**Work to complete**
a – How would you render this sentence from the passage about Tudor food in Spanish: "In 1500, the population was only about 2.5 million people in all of England and Wales; in 1700 it was a little over 5.5 million."?
b – Could you repeat the part of the passage about Tudor food that begins at the words "All of this" and stops after "more tea leaves."?

**Text under study**
There is much to be had about eating and food in Wolf Hall and Bring up the Bodies as well. The servants and ladies-in-waiting watch with eagle eyes and dissect the eating of Anne Boleyn or "Lady" Mary, Henry VIII's daughter by his first wife, Catherine of Aragon, or Catherine herself. How much they eat. What they eat. Which foods they crave. Whether they accept a particularly prized food gift as an offering. Food as prognosticator, like tea leaves in the bottom of a teacup: Was the lady happy? In love? Brooding? Pregnant? Defiant?
All of this seems both familiar and strange to us now. Food is so common, so accessible it's sometimes just noise. Otherwise, it can be obsessed over, binged upon, denied, vomited up and, finally, examined and re-examined, like more tea leaves.
Given Mantel's novels are largely set in the homes and palaces of the privileged of the day, I didn't much connect the food supply of Tudor England to magic or religion. Henry's court, Thomas Cromwell's and Cardinal Wosley's households, the various diplomats' estates with their bakers and cooks and big budgets — these enjoyed an abundance of good and varied foods for their masters and mistresses.
For the ordinary soul, though, it was another matter, as we learn in Religion and the Decline of Magic. To contextualize, Thomas starts his wonderful book with a prelude called "The Environment". Here we learn that 16th- and 17th-century England was very much a pre-industrial society with "many of its essential features closely resembling those of the 'under-developed areas' of today."
In 1500, the population was only about 2.5 million people in all of England and Wales; in 1700 it was a little over 5.5 million. Today's population of London alone, by comparison, is well over 8 million.
Nearly 80 per cent lived in scattered rural communities, and the division of wealth had some uncomfortable comparisons with today's. Five per cent of the population enjoyed a larger proportion of the national income than did all of the lower classes combined (more than half the population).

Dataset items
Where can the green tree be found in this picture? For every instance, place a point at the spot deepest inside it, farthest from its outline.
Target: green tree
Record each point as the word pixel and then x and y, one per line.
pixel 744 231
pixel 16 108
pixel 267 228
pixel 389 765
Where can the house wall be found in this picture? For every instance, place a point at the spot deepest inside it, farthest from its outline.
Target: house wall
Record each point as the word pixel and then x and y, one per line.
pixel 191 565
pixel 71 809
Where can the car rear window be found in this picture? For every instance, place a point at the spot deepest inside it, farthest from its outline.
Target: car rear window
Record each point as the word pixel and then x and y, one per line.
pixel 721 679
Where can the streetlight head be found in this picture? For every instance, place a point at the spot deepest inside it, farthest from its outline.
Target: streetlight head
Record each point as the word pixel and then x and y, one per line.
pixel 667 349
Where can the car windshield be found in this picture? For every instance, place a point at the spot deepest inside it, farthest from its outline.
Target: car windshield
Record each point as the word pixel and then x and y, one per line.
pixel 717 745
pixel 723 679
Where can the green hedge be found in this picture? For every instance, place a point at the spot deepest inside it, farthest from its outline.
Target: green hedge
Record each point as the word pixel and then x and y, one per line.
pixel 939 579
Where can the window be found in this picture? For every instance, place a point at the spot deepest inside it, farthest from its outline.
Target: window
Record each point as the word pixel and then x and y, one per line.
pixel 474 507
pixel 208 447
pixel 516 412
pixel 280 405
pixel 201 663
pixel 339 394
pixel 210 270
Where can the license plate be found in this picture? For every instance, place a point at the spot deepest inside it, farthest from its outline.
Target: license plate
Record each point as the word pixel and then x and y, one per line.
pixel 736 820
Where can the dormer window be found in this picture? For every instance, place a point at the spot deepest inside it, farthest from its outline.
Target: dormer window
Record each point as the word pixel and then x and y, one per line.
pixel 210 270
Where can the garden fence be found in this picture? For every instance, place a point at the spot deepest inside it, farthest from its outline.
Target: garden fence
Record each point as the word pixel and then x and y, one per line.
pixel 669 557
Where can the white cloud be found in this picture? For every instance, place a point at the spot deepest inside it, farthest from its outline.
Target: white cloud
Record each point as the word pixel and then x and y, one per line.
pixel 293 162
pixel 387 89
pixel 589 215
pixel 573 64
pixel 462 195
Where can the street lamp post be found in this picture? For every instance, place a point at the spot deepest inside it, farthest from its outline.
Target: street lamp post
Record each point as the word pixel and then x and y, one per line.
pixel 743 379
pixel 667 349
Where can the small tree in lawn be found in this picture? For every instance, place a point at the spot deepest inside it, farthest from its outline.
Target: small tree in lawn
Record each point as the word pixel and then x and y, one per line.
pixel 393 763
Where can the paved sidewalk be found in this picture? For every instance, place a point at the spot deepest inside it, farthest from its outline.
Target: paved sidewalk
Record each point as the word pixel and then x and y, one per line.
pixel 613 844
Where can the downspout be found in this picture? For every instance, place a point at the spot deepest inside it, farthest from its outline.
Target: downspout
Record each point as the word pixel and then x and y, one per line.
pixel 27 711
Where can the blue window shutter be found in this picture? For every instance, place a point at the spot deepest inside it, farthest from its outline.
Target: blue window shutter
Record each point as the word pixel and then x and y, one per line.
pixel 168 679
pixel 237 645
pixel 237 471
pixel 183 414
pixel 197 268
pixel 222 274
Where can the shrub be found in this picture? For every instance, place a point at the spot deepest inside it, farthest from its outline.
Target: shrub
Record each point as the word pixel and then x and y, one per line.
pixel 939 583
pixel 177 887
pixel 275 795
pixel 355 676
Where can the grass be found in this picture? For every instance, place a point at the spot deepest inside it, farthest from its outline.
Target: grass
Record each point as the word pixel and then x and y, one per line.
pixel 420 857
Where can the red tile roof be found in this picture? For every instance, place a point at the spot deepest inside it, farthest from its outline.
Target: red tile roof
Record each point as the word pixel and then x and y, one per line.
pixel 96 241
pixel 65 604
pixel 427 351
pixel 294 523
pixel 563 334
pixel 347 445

**Written answers**
a – En 1500, la población era de solo unos 2,5 millones de personas en toda Inglaterra y Gales; en 1700 era de algo más de 5,5 millones.

b –
All of this seems both familiar and strange to us now. Food is so common, so accessible it's sometimes just noise. Otherwise, it can be obsessed over, binged upon, denied, vomited up and, finally, examined and re-examined, like more tea leaves.